__Brief__
Tally how many lines in the material below contain the string "white", treating uppercase and lowercase as different. Give only the number.
# START OF Input records
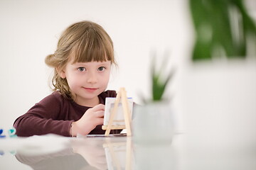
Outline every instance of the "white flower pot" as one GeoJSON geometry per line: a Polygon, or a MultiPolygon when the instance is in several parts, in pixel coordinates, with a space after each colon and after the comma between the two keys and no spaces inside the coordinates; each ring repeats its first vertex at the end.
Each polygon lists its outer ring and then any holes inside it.
{"type": "Polygon", "coordinates": [[[170,144],[174,128],[173,113],[168,103],[155,102],[134,107],[132,134],[135,142],[170,144]]]}

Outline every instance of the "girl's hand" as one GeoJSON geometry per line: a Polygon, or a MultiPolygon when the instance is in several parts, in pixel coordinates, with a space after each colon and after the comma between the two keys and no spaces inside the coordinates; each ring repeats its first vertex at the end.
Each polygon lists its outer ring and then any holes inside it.
{"type": "Polygon", "coordinates": [[[105,105],[103,104],[96,105],[87,110],[80,120],[73,123],[70,128],[71,135],[77,136],[78,134],[86,135],[97,125],[102,125],[104,111],[105,105]]]}

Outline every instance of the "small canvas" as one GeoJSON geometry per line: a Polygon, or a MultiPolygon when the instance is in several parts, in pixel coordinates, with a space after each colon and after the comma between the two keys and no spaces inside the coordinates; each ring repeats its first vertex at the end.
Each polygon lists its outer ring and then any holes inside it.
{"type": "MultiPolygon", "coordinates": [[[[104,123],[103,125],[107,125],[110,118],[110,113],[112,113],[113,108],[114,102],[116,101],[116,98],[106,98],[106,102],[105,102],[105,110],[104,113],[104,123]]],[[[128,98],[128,106],[130,111],[130,115],[132,119],[132,108],[133,108],[133,100],[132,98],[128,98]]],[[[115,114],[115,117],[113,120],[112,125],[125,125],[124,123],[124,110],[122,108],[122,104],[120,102],[118,104],[118,108],[117,113],[115,114]]]]}

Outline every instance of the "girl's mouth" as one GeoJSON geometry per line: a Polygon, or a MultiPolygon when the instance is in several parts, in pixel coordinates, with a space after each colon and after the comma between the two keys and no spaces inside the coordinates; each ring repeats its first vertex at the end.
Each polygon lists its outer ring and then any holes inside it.
{"type": "Polygon", "coordinates": [[[85,87],[84,87],[84,89],[90,93],[92,93],[97,89],[97,88],[85,88],[85,87]]]}

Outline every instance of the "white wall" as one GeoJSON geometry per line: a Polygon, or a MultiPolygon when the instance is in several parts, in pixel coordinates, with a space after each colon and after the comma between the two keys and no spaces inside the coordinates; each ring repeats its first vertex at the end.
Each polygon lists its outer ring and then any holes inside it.
{"type": "Polygon", "coordinates": [[[188,54],[186,8],[185,0],[0,1],[0,127],[11,126],[50,93],[45,57],[55,50],[60,33],[81,20],[99,23],[113,40],[119,68],[109,89],[124,86],[139,103],[138,93],[149,91],[150,52],[169,52],[176,69],[188,54]]]}
{"type": "MultiPolygon", "coordinates": [[[[248,1],[255,14],[255,3],[248,1]]],[[[178,130],[186,127],[192,135],[207,134],[196,140],[219,137],[220,142],[231,135],[231,140],[242,136],[256,142],[255,61],[230,64],[230,69],[227,62],[199,68],[188,64],[193,30],[187,6],[187,0],[1,0],[0,127],[11,126],[51,93],[52,70],[45,57],[54,52],[65,28],[90,20],[102,26],[114,42],[119,67],[110,89],[124,86],[139,103],[139,93],[149,96],[150,52],[156,50],[161,58],[167,51],[170,67],[176,69],[168,95],[174,97],[178,130]]]]}

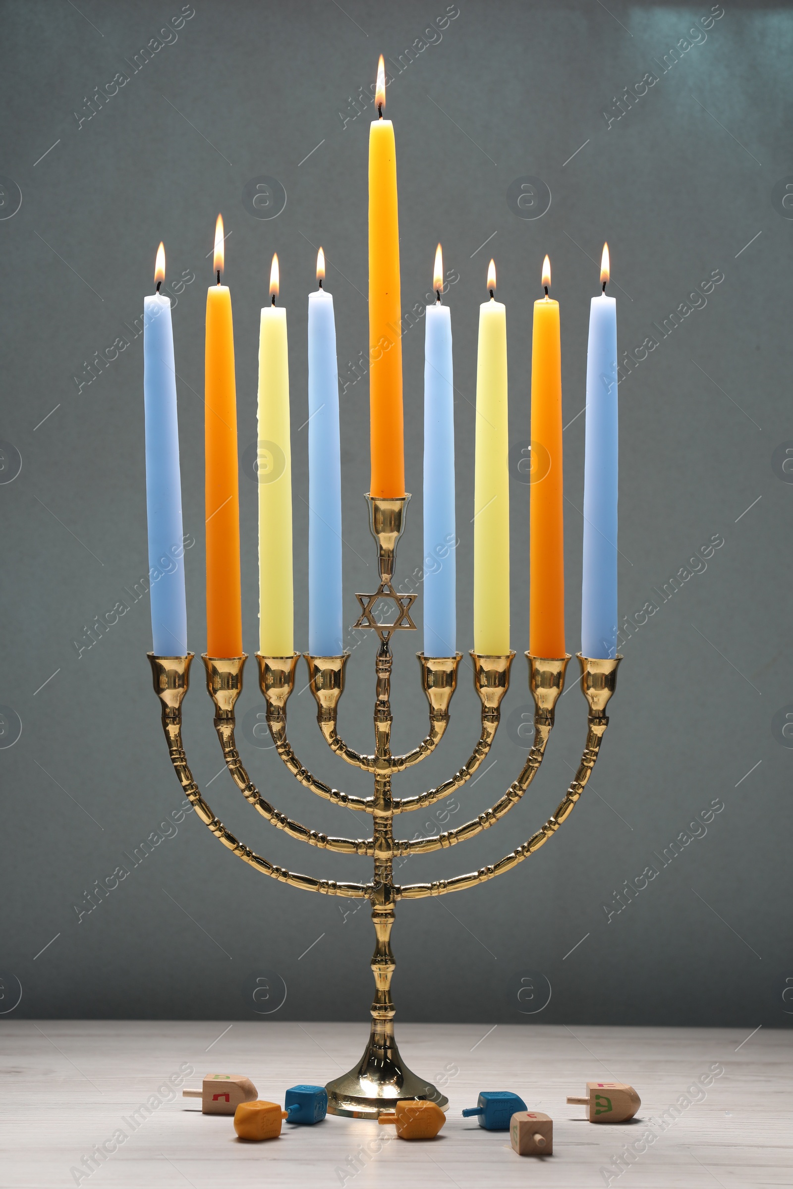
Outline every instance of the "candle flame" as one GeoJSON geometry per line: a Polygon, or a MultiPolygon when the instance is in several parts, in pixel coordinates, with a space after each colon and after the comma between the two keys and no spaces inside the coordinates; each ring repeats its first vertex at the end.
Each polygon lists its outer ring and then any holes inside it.
{"type": "Polygon", "coordinates": [[[433,272],[433,289],[435,292],[443,292],[443,252],[439,244],[435,249],[435,270],[433,272]]]}
{"type": "Polygon", "coordinates": [[[600,257],[600,284],[605,285],[611,275],[611,262],[609,259],[609,245],[603,245],[603,256],[600,257]]]}
{"type": "Polygon", "coordinates": [[[225,259],[225,247],[224,247],[224,216],[218,215],[218,222],[215,224],[215,272],[220,270],[224,271],[224,259],[225,259]]]}

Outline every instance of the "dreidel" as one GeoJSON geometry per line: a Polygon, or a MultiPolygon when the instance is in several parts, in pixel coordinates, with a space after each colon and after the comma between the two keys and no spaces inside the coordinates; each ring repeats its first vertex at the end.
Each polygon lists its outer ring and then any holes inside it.
{"type": "Polygon", "coordinates": [[[313,1126],[328,1113],[328,1092],[323,1086],[292,1086],[284,1095],[287,1122],[313,1126]]]}
{"type": "Polygon", "coordinates": [[[182,1090],[183,1099],[201,1099],[203,1114],[234,1114],[240,1102],[250,1102],[258,1090],[241,1074],[207,1074],[200,1090],[182,1090]]]}
{"type": "Polygon", "coordinates": [[[394,1111],[384,1111],[378,1122],[395,1122],[399,1139],[434,1139],[446,1122],[446,1115],[435,1102],[397,1102],[394,1111]]]}
{"type": "Polygon", "coordinates": [[[288,1112],[277,1102],[240,1102],[234,1112],[234,1131],[240,1139],[276,1139],[288,1112]]]}
{"type": "Polygon", "coordinates": [[[634,1087],[625,1082],[587,1082],[586,1097],[567,1101],[589,1107],[590,1122],[625,1122],[642,1105],[634,1087]]]}
{"type": "Polygon", "coordinates": [[[478,1115],[486,1131],[509,1131],[512,1115],[525,1109],[523,1099],[511,1090],[483,1090],[476,1107],[466,1107],[462,1114],[466,1119],[478,1115]]]}
{"type": "Polygon", "coordinates": [[[518,1156],[553,1156],[554,1124],[542,1111],[516,1111],[509,1138],[518,1156]]]}

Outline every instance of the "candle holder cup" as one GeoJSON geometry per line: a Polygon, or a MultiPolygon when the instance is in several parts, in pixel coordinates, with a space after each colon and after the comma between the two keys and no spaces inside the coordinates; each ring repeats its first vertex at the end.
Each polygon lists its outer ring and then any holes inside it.
{"type": "Polygon", "coordinates": [[[401,813],[424,809],[441,798],[460,789],[477,772],[487,755],[501,716],[501,703],[509,688],[510,671],[515,653],[503,656],[486,656],[471,653],[473,684],[482,704],[482,729],[479,740],[466,763],[453,776],[429,788],[417,797],[395,799],[391,778],[405,768],[421,762],[438,747],[448,725],[449,705],[457,687],[458,667],[461,654],[454,656],[424,656],[418,653],[421,684],[429,705],[429,730],[418,747],[404,755],[391,754],[391,665],[390,638],[395,631],[415,628],[410,608],[415,594],[403,594],[392,585],[396,548],[404,529],[404,515],[409,496],[385,499],[367,496],[370,528],[377,542],[379,586],[372,594],[357,594],[361,614],[357,628],[377,631],[379,647],[376,656],[375,700],[375,751],[363,755],[354,751],[336,732],[339,700],[345,688],[348,654],[340,656],[311,656],[306,654],[310,690],[316,702],[316,721],[332,751],[347,763],[370,773],[373,778],[372,797],[353,797],[317,780],[300,762],[287,738],[287,703],[295,685],[295,669],[300,654],[291,656],[263,656],[257,653],[259,686],[266,703],[266,721],[276,750],[287,768],[306,788],[335,805],[369,813],[372,818],[372,837],[336,838],[310,830],[287,817],[262,797],[240,760],[234,743],[234,705],[243,688],[243,669],[246,656],[203,656],[207,690],[214,703],[214,725],[220,740],[224,759],[234,782],[247,801],[266,820],[292,838],[300,838],[311,847],[335,850],[347,855],[366,855],[373,860],[373,877],[369,883],[345,883],[336,880],[315,879],[277,867],[250,850],[229,833],[214,816],[203,799],[187,762],[182,746],[182,700],[189,685],[193,654],[185,656],[155,656],[149,654],[155,692],[162,704],[162,723],[174,769],[199,818],[220,842],[256,870],[272,879],[290,883],[307,892],[323,895],[340,895],[366,899],[372,907],[376,945],[371,969],[375,976],[375,1000],[371,1006],[370,1037],[361,1059],[347,1074],[327,1084],[328,1113],[352,1118],[376,1119],[382,1112],[391,1111],[398,1100],[433,1101],[442,1109],[448,1100],[434,1086],[418,1077],[405,1065],[399,1055],[394,1034],[395,1007],[391,999],[391,977],[395,960],[391,951],[391,929],[395,906],[398,900],[418,900],[424,897],[446,895],[474,887],[511,870],[523,862],[552,837],[567,819],[590,779],[598,757],[598,750],[609,718],[605,707],[615,692],[617,668],[621,656],[598,660],[578,654],[581,669],[581,690],[589,704],[587,735],[581,762],[556,811],[536,833],[504,855],[496,863],[477,872],[452,879],[434,880],[430,883],[394,882],[394,860],[410,855],[427,854],[454,847],[460,842],[490,829],[503,818],[523,797],[534,780],[545,755],[548,737],[554,724],[554,710],[565,686],[569,656],[540,658],[527,653],[529,662],[529,688],[534,698],[534,746],[518,776],[493,806],[477,818],[455,830],[427,838],[395,838],[394,818],[401,813]],[[375,618],[375,608],[383,599],[395,604],[392,623],[375,618]]]}

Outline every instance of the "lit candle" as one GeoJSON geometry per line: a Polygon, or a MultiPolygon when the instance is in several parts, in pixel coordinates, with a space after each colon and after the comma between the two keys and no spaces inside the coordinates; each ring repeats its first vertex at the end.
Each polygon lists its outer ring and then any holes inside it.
# END OF Input records
__Answer to the exercise__
2